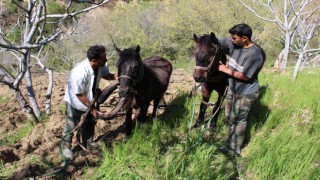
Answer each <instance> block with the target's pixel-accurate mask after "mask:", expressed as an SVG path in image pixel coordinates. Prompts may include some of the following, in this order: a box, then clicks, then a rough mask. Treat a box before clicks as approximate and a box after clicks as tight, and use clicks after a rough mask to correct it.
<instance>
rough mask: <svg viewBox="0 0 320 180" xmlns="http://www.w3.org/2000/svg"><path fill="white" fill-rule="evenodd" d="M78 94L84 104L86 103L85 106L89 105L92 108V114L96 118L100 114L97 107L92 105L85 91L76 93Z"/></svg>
mask: <svg viewBox="0 0 320 180" xmlns="http://www.w3.org/2000/svg"><path fill="white" fill-rule="evenodd" d="M76 96H77V98H78V99H79V100H80V101H81V102H82V104H84V105H85V106H87V107H88V108H89V109H90V111H91V114H92V116H93V117H94V118H96V117H97V116H98V112H99V111H98V110H97V109H96V108H95V107H90V106H91V103H90V101H89V99H88V98H87V96H85V95H84V94H83V93H82V94H76Z"/></svg>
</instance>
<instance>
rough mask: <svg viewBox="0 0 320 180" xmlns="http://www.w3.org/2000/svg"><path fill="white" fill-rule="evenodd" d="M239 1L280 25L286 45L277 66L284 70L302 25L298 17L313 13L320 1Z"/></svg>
mask: <svg viewBox="0 0 320 180" xmlns="http://www.w3.org/2000/svg"><path fill="white" fill-rule="evenodd" d="M238 1H239V2H240V3H241V4H242V5H243V6H244V7H245V8H246V9H248V10H249V11H250V12H251V13H253V14H254V15H255V16H257V17H258V18H260V19H263V20H266V21H269V22H272V23H275V24H276V25H277V26H278V27H279V29H280V31H281V33H282V35H283V36H284V37H283V40H284V47H283V49H282V51H281V52H280V53H279V58H278V59H277V61H276V62H275V68H278V69H280V70H284V69H285V68H286V66H287V62H288V55H289V50H290V47H291V46H292V43H293V40H294V38H295V34H296V30H297V28H298V26H299V25H301V24H300V23H299V21H298V18H300V17H301V16H309V15H310V16H311V15H313V14H314V12H315V11H316V10H317V9H319V7H320V3H319V1H318V0H283V1H278V6H275V4H274V1H273V0H267V1H263V0H251V1H250V2H252V4H251V5H248V3H244V1H243V0H238ZM261 9H266V10H268V11H269V12H270V16H271V17H270V18H269V17H266V16H263V15H261V14H259V12H260V10H261ZM277 66H278V67H277Z"/></svg>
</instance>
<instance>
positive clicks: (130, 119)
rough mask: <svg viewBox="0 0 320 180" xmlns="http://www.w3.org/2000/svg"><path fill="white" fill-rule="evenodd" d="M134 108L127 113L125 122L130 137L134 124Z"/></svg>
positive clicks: (131, 109)
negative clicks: (132, 122) (132, 112)
mask: <svg viewBox="0 0 320 180" xmlns="http://www.w3.org/2000/svg"><path fill="white" fill-rule="evenodd" d="M132 121H133V120H132V108H129V109H128V111H127V113H126V120H125V125H126V126H127V127H126V134H127V135H128V136H130V135H131V133H132V129H133V123H132Z"/></svg>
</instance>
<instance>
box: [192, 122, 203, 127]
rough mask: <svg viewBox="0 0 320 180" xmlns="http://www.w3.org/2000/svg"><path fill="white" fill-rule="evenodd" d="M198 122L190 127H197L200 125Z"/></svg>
mask: <svg viewBox="0 0 320 180" xmlns="http://www.w3.org/2000/svg"><path fill="white" fill-rule="evenodd" d="M200 124H201V122H198V121H197V122H196V123H195V124H194V125H193V126H192V128H198V127H199V126H200Z"/></svg>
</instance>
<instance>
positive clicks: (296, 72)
mask: <svg viewBox="0 0 320 180" xmlns="http://www.w3.org/2000/svg"><path fill="white" fill-rule="evenodd" d="M317 21H319V19H318V18H317V20H312V21H308V19H307V18H304V19H299V23H300V25H299V27H298V29H297V32H298V35H297V42H296V45H295V46H294V48H292V51H293V52H295V53H297V54H298V60H297V62H296V64H295V68H294V72H293V76H292V80H295V79H296V78H297V75H298V71H299V69H300V68H301V69H302V68H303V67H304V65H305V64H307V63H308V62H309V61H311V60H313V59H317V58H319V57H320V48H319V47H318V48H314V47H312V46H310V41H311V39H312V38H313V37H314V35H315V31H316V30H317V29H319V27H320V24H319V22H317Z"/></svg>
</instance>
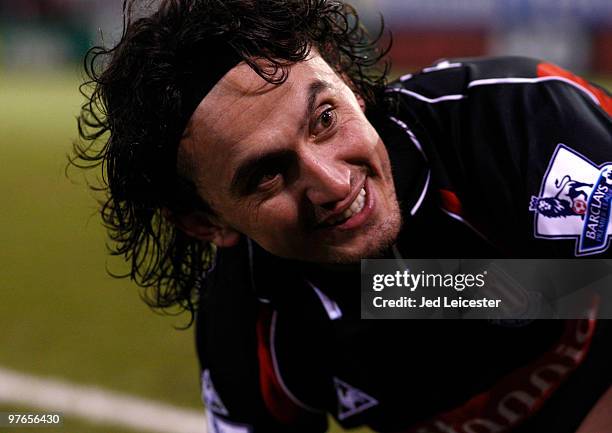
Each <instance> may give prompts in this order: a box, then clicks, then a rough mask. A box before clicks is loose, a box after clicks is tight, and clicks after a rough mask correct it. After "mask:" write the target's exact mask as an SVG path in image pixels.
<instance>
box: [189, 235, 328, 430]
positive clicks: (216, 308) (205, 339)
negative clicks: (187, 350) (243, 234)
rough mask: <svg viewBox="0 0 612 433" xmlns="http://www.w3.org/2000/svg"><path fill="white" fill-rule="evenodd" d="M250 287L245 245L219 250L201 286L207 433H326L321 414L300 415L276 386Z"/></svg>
mask: <svg viewBox="0 0 612 433" xmlns="http://www.w3.org/2000/svg"><path fill="white" fill-rule="evenodd" d="M251 284H252V281H251V278H250V269H249V252H248V248H247V246H246V245H245V243H241V244H239V245H238V246H237V247H234V248H228V249H223V250H220V251H219V252H218V253H217V257H216V261H215V266H214V268H213V270H212V271H211V272H208V273H207V275H206V276H205V278H204V280H203V283H202V287H201V290H200V298H201V299H200V308H199V310H198V314H197V317H196V346H197V351H198V357H199V360H200V367H201V386H202V400H203V402H204V405H205V408H206V417H207V423H208V432H209V433H281V432H295V433H302V432H303V433H306V432H312V433H322V432H325V431H326V430H327V418H326V416H325V414H323V413H310V412H308V411H305V410H303V408H300V407H299V406H297V405H296V404H295V403H294V402H292V401H291V400H290V399H289V398H288V396H287V395H286V394H284V392H283V389H282V387H281V386H280V385H279V383H278V380H277V377H276V376H275V370H274V366H273V363H272V359H271V358H270V347H269V344H270V342H269V340H268V338H267V337H268V335H269V332H267V331H266V329H267V328H266V327H269V319H270V315H269V314H266V311H267V309H265V308H262V303H261V302H260V301H259V300H258V299H257V298H256V296H255V293H254V292H253V290H252V288H251Z"/></svg>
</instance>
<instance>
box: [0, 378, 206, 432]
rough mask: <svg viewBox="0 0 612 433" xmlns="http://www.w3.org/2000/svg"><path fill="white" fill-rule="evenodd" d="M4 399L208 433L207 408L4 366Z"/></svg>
mask: <svg viewBox="0 0 612 433" xmlns="http://www.w3.org/2000/svg"><path fill="white" fill-rule="evenodd" d="M0 403H8V404H12V405H23V406H26V407H28V408H35V409H40V410H45V411H48V412H62V413H63V414H64V415H67V416H75V417H79V418H85V419H87V420H90V421H93V422H96V423H105V424H113V425H116V426H121V427H126V428H129V429H134V430H139V431H148V432H159V433H206V418H205V417H204V409H202V412H200V411H197V410H189V409H181V408H178V407H176V406H171V405H168V404H163V403H159V402H156V401H153V400H146V399H142V398H138V397H133V396H130V395H127V394H120V393H118V392H113V391H107V390H104V389H101V388H96V387H93V386H83V385H74V384H70V383H67V382H64V381H60V380H56V379H46V378H42V377H37V376H31V375H28V374H23V373H18V372H15V371H12V370H7V369H4V368H0Z"/></svg>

Instructions for the task => When a line carries an image, skip the image and repeat everything else above exactly as written.

Written reply =>
Answer each <instance> block with the target's pixel-accurate mask after "mask:", expressed as an SVG path in image pixel coordinates. Prompts may include some of the following, in this order: a box, then clicks, then a rough mask. Treat a box before clicks as approximate and a box after clicks as tight, and use clicks after a rough mask to correct it.
<instance>
rough mask: <svg viewBox="0 0 320 180" xmlns="http://www.w3.org/2000/svg"><path fill="white" fill-rule="evenodd" d="M78 94L84 104L86 103L85 106L89 105L92 108V114L96 118L100 114L97 107L92 105L85 91L76 93Z"/></svg>
mask: <svg viewBox="0 0 320 180" xmlns="http://www.w3.org/2000/svg"><path fill="white" fill-rule="evenodd" d="M76 96H77V98H78V99H79V100H80V101H81V102H82V104H84V105H85V106H87V107H88V108H89V109H90V111H91V114H92V116H93V117H94V118H96V117H97V116H98V112H99V111H98V110H97V109H96V108H95V107H90V106H91V103H90V101H89V99H88V98H87V96H85V95H84V94H83V93H82V94H76Z"/></svg>
</instance>
<instance>
rough mask: <svg viewBox="0 0 320 180" xmlns="http://www.w3.org/2000/svg"><path fill="white" fill-rule="evenodd" d="M239 1L280 25L286 45L277 66L284 70L302 25L298 17L313 13L320 1Z"/></svg>
mask: <svg viewBox="0 0 320 180" xmlns="http://www.w3.org/2000/svg"><path fill="white" fill-rule="evenodd" d="M238 1H239V2H240V3H241V4H242V5H243V6H244V7H245V8H246V9H248V10H249V11H250V12H251V13H253V14H254V15H255V16H257V17H258V18H260V19H263V20H266V21H269V22H272V23H275V24H276V25H277V26H278V27H279V29H280V31H281V33H282V35H283V36H284V37H283V40H284V47H283V49H282V51H281V52H280V53H279V58H278V59H277V61H276V62H275V68H278V69H280V70H284V69H285V68H286V66H287V62H288V55H289V50H290V47H291V46H292V43H293V40H294V38H295V34H296V30H297V28H298V26H299V25H301V24H300V23H299V21H298V18H300V17H301V16H309V15H310V16H311V15H313V14H314V12H315V11H316V10H317V9H319V7H320V3H319V1H318V0H283V1H278V6H275V4H274V1H273V0H267V1H263V0H251V1H250V2H252V4H251V5H248V3H244V1H243V0H238ZM261 9H266V10H268V11H269V12H270V16H271V17H270V18H269V17H266V16H263V15H261V14H259V12H260V10H261ZM277 66H278V67H277Z"/></svg>
</instance>
<instance>
positive clicks: (130, 119)
rough mask: <svg viewBox="0 0 320 180" xmlns="http://www.w3.org/2000/svg"><path fill="white" fill-rule="evenodd" d="M134 108L127 113L125 122L130 137L134 124Z"/></svg>
positive clicks: (131, 109)
negative clicks: (132, 122) (132, 112)
mask: <svg viewBox="0 0 320 180" xmlns="http://www.w3.org/2000/svg"><path fill="white" fill-rule="evenodd" d="M132 121H133V120H132V108H129V109H128V111H127V113H126V120H125V125H126V126H127V127H126V134H127V135H128V136H130V135H131V133H132V129H133V123H132Z"/></svg>
</instance>
<instance>
box: [192, 122, 203, 127]
rough mask: <svg viewBox="0 0 320 180" xmlns="http://www.w3.org/2000/svg"><path fill="white" fill-rule="evenodd" d="M198 122L190 127H197L200 125Z"/></svg>
mask: <svg viewBox="0 0 320 180" xmlns="http://www.w3.org/2000/svg"><path fill="white" fill-rule="evenodd" d="M200 124H201V122H198V121H197V122H196V123H195V124H194V125H193V126H192V128H198V127H199V126H200Z"/></svg>
</instance>
<instance>
positive clicks: (296, 72)
mask: <svg viewBox="0 0 320 180" xmlns="http://www.w3.org/2000/svg"><path fill="white" fill-rule="evenodd" d="M317 21H319V19H318V18H317V20H312V21H308V19H307V18H304V19H299V23H300V25H299V27H298V29H297V32H298V35H297V42H296V45H295V46H294V48H292V51H293V52H295V53H297V54H298V60H297V62H296V64H295V68H294V72H293V76H292V80H295V79H296V78H297V75H298V71H299V69H300V68H301V69H302V68H303V67H304V65H305V64H307V63H308V62H309V61H311V60H313V59H317V58H319V57H320V48H319V47H318V48H314V47H312V46H310V41H311V39H312V38H313V37H314V35H315V31H316V30H317V29H319V27H320V24H319V22H317Z"/></svg>
</instance>
Each <instance> may give prompts in this order: a box, then clicks, then a rough mask. A box before clicks is loose, a box after clicks is tight, and clicks after a rough mask correct it. After "mask:" write the target's exact mask as an SVG path in image pixels.
<instance>
box: [189, 235, 328, 430]
positive clicks: (216, 308) (205, 339)
negative clicks: (187, 350) (243, 234)
rough mask: <svg viewBox="0 0 612 433" xmlns="http://www.w3.org/2000/svg"><path fill="white" fill-rule="evenodd" d="M250 287L245 245L219 250L201 286L207 433H326L321 414L300 415L276 386Z"/></svg>
mask: <svg viewBox="0 0 612 433" xmlns="http://www.w3.org/2000/svg"><path fill="white" fill-rule="evenodd" d="M251 284H252V281H251V278H250V269H249V252H248V248H247V246H246V245H245V243H241V244H239V245H238V246H237V247H234V248H228V249H223V250H220V251H219V252H218V253H217V257H216V261H215V266H214V268H213V270H212V271H211V272H208V273H207V275H206V276H205V278H204V280H203V283H202V287H201V290H200V298H201V299H200V308H199V310H198V314H197V317H196V346H197V351H198V357H199V360H200V367H201V386H202V400H203V402H204V405H205V408H206V417H207V423H208V432H209V433H281V432H295V433H302V432H303V433H306V432H312V433H322V432H325V431H326V430H327V418H326V416H325V414H323V413H310V412H308V411H305V410H303V408H300V407H299V406H297V405H296V404H295V403H294V402H292V401H291V400H290V399H289V398H288V396H287V395H286V394H284V392H283V389H282V387H281V386H280V385H279V383H278V380H277V377H276V376H275V370H274V366H273V363H272V359H271V358H270V347H269V344H270V342H269V340H268V338H267V337H268V335H269V332H267V331H266V329H267V328H266V327H269V319H270V315H269V314H266V311H267V309H265V308H262V303H261V302H260V301H259V300H258V299H257V298H256V296H255V293H254V292H253V290H252V288H251Z"/></svg>
</instance>
<instance>
box: [0, 378, 206, 432]
rough mask: <svg viewBox="0 0 612 433" xmlns="http://www.w3.org/2000/svg"><path fill="white" fill-rule="evenodd" d="M4 399L208 433L207 408L4 366Z"/></svg>
mask: <svg viewBox="0 0 612 433" xmlns="http://www.w3.org/2000/svg"><path fill="white" fill-rule="evenodd" d="M0 403H8V404H12V405H23V406H26V407H28V408H35V409H40V410H45V411H48V412H62V413H63V414H64V415H67V416H75V417H79V418H85V419H87V420H90V421H93V422H96V423H105V424H113V425H116V426H121V427H126V428H129V429H134V430H139V431H148V432H159V433H206V418H205V417H204V409H202V412H200V411H197V410H189V409H181V408H178V407H176V406H171V405H168V404H163V403H159V402H156V401H153V400H146V399H142V398H138V397H133V396H130V395H127V394H120V393H118V392H113V391H107V390H104V389H101V388H96V387H93V386H83V385H74V384H70V383H67V382H64V381H60V380H56V379H46V378H42V377H37V376H31V375H28V374H23V373H18V372H15V371H12V370H7V369H4V368H0Z"/></svg>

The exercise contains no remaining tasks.